-- Start of DATA --
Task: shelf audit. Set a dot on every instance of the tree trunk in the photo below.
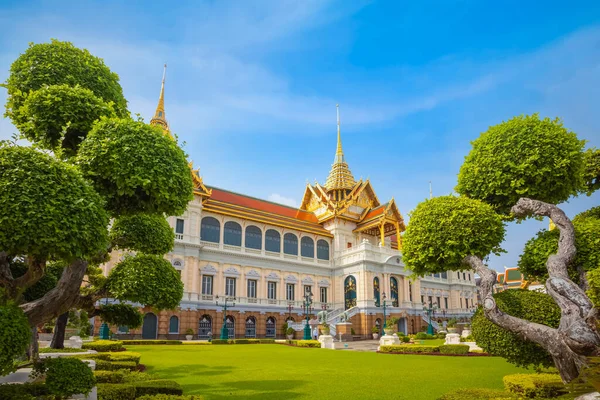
(577, 336)
(58, 339)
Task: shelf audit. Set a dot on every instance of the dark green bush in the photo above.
(477, 394)
(68, 376)
(147, 342)
(102, 365)
(103, 345)
(535, 385)
(454, 349)
(409, 349)
(112, 391)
-- End of DATA --
- _PROBLEM TO SOLVE_: Rescale these records by rewriting every line, text lines included, with each point coordinate multiplied by 1.5 and rounded to a whole number, halves rounding up. Leave the pictures out of your answer.

- _OUTPUT FOR THIS EXERCISE_:
Task: shelf audit. Set a dot on every instance of the tree trunk in the photo below.
(866, 504)
(87, 509)
Task: shelf audit. Set a dot on every instance of the dark green bush in the photo above.
(716, 591)
(102, 564)
(221, 513)
(153, 548)
(155, 518)
(803, 578)
(681, 524)
(614, 524)
(168, 587)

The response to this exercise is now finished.